#### Source data:

Start of Block

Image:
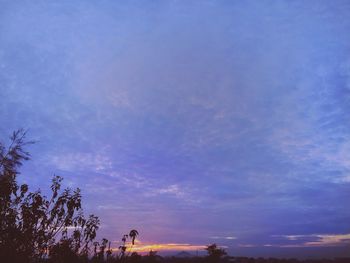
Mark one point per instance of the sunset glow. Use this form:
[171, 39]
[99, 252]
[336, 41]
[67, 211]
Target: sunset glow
[194, 122]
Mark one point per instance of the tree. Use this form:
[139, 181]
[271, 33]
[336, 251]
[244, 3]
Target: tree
[33, 226]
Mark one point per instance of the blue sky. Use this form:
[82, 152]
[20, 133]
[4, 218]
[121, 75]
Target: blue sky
[192, 121]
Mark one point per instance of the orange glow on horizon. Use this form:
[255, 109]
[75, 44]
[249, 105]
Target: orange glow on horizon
[145, 248]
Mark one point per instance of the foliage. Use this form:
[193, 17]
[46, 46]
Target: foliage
[34, 227]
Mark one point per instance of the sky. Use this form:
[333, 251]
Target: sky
[194, 122]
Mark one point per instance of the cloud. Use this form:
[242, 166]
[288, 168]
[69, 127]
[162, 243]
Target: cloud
[316, 240]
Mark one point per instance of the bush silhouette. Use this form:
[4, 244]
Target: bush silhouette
[32, 226]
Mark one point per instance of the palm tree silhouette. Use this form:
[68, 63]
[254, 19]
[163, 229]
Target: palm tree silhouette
[133, 234]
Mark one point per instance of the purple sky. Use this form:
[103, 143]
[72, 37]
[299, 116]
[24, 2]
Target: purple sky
[192, 121]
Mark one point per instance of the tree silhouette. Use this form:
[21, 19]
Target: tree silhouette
[133, 234]
[32, 226]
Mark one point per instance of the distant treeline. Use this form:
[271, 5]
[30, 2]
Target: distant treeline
[35, 228]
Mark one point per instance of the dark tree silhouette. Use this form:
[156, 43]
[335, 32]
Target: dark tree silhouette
[32, 226]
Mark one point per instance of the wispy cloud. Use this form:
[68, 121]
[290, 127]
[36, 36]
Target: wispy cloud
[316, 240]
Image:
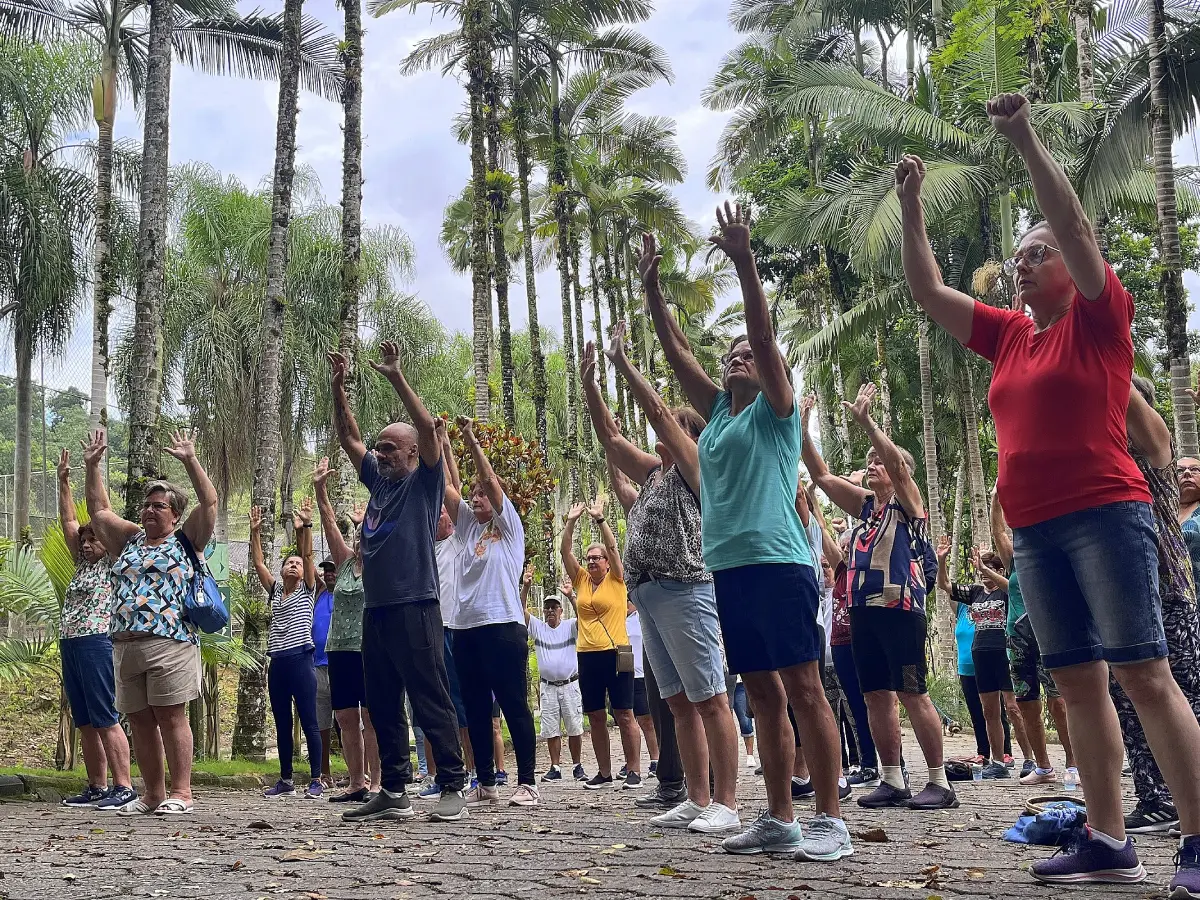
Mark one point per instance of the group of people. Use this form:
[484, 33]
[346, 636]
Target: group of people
[747, 600]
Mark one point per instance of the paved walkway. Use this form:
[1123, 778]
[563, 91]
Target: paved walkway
[239, 845]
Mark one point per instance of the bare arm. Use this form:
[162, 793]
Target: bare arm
[845, 495]
[623, 453]
[345, 424]
[1055, 196]
[66, 505]
[339, 549]
[701, 389]
[735, 240]
[951, 309]
[113, 531]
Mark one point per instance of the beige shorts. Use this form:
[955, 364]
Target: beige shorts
[155, 671]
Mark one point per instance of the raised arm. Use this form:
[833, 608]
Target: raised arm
[701, 389]
[773, 376]
[113, 531]
[345, 424]
[256, 550]
[681, 444]
[621, 450]
[844, 495]
[567, 546]
[1056, 198]
[948, 307]
[339, 549]
[616, 568]
[203, 519]
[66, 505]
[301, 521]
[903, 481]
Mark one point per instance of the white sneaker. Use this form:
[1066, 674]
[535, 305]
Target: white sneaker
[679, 816]
[715, 819]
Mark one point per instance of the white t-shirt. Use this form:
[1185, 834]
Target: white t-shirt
[448, 553]
[490, 571]
[555, 647]
[634, 628]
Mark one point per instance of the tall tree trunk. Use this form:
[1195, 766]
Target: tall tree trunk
[1170, 285]
[352, 223]
[145, 363]
[475, 35]
[250, 731]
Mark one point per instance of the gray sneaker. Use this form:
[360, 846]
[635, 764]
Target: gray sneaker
[766, 834]
[451, 807]
[826, 839]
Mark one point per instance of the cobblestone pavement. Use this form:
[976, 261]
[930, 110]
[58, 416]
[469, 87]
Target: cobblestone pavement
[239, 845]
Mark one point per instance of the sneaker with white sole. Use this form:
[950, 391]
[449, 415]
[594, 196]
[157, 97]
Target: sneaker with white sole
[715, 819]
[679, 816]
[766, 834]
[826, 839]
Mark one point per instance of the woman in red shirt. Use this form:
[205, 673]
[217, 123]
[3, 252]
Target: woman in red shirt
[1083, 526]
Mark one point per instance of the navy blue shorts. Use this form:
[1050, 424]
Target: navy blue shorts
[89, 679]
[768, 616]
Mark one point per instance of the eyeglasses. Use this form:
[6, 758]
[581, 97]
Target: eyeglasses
[1033, 257]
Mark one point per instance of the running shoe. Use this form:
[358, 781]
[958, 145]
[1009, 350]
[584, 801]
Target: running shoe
[766, 834]
[826, 839]
[1151, 819]
[1086, 859]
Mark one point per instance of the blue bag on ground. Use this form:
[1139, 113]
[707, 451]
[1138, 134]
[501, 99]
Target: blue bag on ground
[203, 604]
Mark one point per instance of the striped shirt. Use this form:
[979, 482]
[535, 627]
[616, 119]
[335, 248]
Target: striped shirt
[291, 621]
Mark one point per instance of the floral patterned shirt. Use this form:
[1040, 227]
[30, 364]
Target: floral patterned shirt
[88, 605]
[150, 583]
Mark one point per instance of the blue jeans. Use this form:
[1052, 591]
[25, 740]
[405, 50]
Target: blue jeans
[1090, 581]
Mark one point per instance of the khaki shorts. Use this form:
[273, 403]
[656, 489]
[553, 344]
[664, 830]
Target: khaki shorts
[155, 672]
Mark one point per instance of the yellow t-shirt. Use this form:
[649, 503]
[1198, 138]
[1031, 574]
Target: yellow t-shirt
[604, 603]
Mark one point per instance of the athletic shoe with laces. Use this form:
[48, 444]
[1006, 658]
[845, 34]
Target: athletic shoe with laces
[935, 797]
[383, 805]
[886, 796]
[117, 797]
[525, 796]
[679, 816]
[826, 839]
[282, 789]
[1186, 883]
[483, 796]
[766, 834]
[715, 819]
[1084, 858]
[89, 797]
[1151, 819]
[451, 807]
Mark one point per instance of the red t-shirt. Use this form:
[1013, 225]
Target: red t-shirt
[1059, 399]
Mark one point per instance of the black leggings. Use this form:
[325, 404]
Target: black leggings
[294, 678]
[978, 723]
[492, 661]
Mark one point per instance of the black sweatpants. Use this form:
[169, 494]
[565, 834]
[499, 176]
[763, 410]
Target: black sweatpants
[402, 651]
[492, 660]
[288, 678]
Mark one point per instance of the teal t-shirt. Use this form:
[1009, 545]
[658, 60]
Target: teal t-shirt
[749, 467]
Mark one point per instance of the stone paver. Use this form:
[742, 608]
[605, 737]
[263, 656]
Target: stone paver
[577, 843]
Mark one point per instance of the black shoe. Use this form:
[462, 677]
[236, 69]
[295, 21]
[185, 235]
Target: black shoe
[663, 798]
[382, 805]
[1152, 819]
[886, 796]
[598, 781]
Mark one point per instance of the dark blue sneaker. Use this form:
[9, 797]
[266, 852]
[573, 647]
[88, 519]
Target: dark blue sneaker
[1186, 883]
[1086, 859]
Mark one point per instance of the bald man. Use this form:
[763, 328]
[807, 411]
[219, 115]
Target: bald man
[402, 639]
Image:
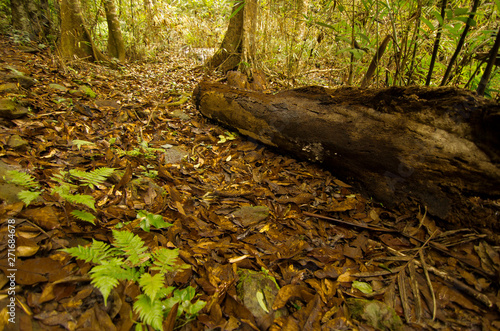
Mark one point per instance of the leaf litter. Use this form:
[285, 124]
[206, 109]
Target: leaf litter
[272, 243]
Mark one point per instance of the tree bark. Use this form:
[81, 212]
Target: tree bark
[238, 45]
[116, 47]
[435, 49]
[437, 146]
[489, 67]
[31, 18]
[75, 37]
[460, 44]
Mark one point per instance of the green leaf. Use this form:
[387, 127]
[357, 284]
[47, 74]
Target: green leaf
[28, 196]
[149, 219]
[325, 25]
[22, 179]
[362, 286]
[84, 216]
[260, 300]
[150, 312]
[93, 178]
[83, 199]
[164, 259]
[95, 253]
[132, 245]
[438, 17]
[80, 143]
[105, 284]
[194, 308]
[152, 285]
[428, 23]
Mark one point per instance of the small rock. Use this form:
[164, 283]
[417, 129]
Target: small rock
[10, 110]
[16, 142]
[25, 81]
[21, 78]
[58, 87]
[88, 91]
[8, 87]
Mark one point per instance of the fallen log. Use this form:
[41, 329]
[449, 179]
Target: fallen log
[436, 146]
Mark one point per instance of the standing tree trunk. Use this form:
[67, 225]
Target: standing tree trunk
[460, 43]
[300, 23]
[436, 44]
[116, 47]
[238, 46]
[75, 37]
[31, 18]
[491, 61]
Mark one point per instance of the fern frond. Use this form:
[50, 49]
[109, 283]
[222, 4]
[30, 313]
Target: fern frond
[61, 178]
[152, 285]
[79, 143]
[22, 179]
[28, 196]
[164, 259]
[92, 178]
[150, 312]
[84, 216]
[84, 199]
[105, 284]
[95, 253]
[132, 245]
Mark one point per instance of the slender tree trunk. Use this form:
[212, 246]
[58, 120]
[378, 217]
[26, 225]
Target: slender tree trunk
[415, 43]
[374, 64]
[460, 43]
[436, 44]
[238, 46]
[116, 47]
[491, 61]
[300, 23]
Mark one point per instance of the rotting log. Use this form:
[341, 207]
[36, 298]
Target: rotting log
[439, 147]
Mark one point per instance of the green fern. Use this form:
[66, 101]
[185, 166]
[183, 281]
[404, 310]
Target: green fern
[64, 192]
[152, 285]
[28, 196]
[164, 260]
[150, 311]
[127, 258]
[79, 143]
[132, 246]
[98, 251]
[93, 178]
[84, 216]
[22, 179]
[148, 219]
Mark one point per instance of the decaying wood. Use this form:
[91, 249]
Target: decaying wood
[436, 146]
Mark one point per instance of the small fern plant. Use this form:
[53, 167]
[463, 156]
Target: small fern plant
[65, 188]
[128, 259]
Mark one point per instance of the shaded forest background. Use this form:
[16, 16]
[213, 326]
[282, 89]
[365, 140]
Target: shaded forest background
[301, 42]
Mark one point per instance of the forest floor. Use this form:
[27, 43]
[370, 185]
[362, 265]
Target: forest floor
[243, 216]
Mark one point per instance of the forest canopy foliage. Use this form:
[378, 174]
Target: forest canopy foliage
[305, 42]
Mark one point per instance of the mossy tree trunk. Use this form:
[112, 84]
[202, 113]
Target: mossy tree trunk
[32, 18]
[300, 22]
[238, 47]
[76, 41]
[116, 47]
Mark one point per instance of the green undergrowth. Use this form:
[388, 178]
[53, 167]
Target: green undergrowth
[65, 185]
[129, 259]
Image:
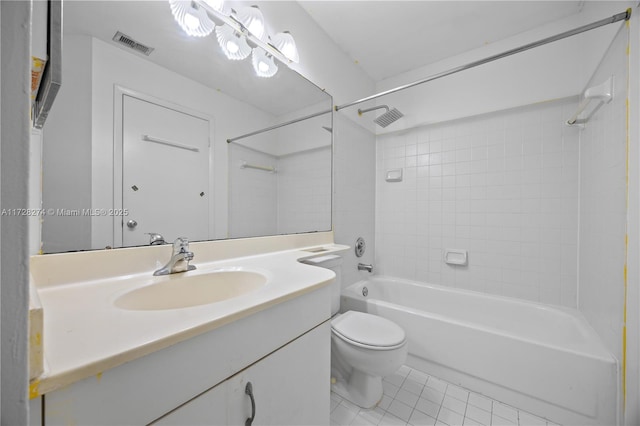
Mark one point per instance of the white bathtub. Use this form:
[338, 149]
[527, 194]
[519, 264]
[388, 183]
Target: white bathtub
[541, 359]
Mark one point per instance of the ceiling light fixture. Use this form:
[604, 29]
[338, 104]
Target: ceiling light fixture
[233, 45]
[238, 33]
[285, 43]
[193, 19]
[252, 19]
[263, 63]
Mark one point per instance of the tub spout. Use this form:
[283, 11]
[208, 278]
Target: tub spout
[365, 267]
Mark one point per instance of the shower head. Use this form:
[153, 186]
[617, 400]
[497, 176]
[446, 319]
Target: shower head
[385, 119]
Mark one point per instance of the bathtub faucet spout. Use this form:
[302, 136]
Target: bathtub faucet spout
[365, 267]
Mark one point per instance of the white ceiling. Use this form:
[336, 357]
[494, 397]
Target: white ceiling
[388, 38]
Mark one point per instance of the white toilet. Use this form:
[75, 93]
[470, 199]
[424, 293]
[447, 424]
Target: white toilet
[364, 347]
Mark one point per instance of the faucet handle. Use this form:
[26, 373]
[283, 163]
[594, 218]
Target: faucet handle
[181, 245]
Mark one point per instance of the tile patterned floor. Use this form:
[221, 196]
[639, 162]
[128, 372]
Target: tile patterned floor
[414, 398]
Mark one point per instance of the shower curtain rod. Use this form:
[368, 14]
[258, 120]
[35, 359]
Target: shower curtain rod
[615, 18]
[277, 126]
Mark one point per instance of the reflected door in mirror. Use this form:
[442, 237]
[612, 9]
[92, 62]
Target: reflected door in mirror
[165, 185]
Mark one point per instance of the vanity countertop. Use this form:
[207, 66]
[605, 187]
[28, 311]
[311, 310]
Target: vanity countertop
[84, 333]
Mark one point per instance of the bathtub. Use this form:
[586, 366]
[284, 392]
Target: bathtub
[541, 359]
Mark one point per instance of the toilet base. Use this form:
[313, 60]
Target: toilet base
[361, 389]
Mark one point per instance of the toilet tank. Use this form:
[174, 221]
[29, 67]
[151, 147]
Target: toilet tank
[333, 262]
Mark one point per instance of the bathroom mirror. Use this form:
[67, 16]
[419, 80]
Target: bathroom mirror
[137, 142]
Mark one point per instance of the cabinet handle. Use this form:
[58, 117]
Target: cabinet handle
[249, 391]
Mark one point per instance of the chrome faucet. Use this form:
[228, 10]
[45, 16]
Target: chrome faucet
[180, 258]
[365, 267]
[156, 239]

End of Block

#### What needs to be done:
Everything starting at the line containing "Mark one point per instance of the vanity" and ending at the line containing "Mark one point per instance of the toilet tank." in the records above should be repeated exactly, and only that.

#### Written solution:
Mark one point per instance of the vanity countertop. Use this form:
[207, 66]
[605, 187]
[28, 311]
[311, 310]
Target: vanity countertop
[84, 333]
Mark one point per instance of the bathtub. Use this form:
[586, 366]
[284, 392]
Target: bathtub
[541, 359]
Mark one point per instance of the toilet base. Use this form:
[313, 60]
Target: toilet base
[361, 389]
Mark one point per instance of the toilet tank. Use this form:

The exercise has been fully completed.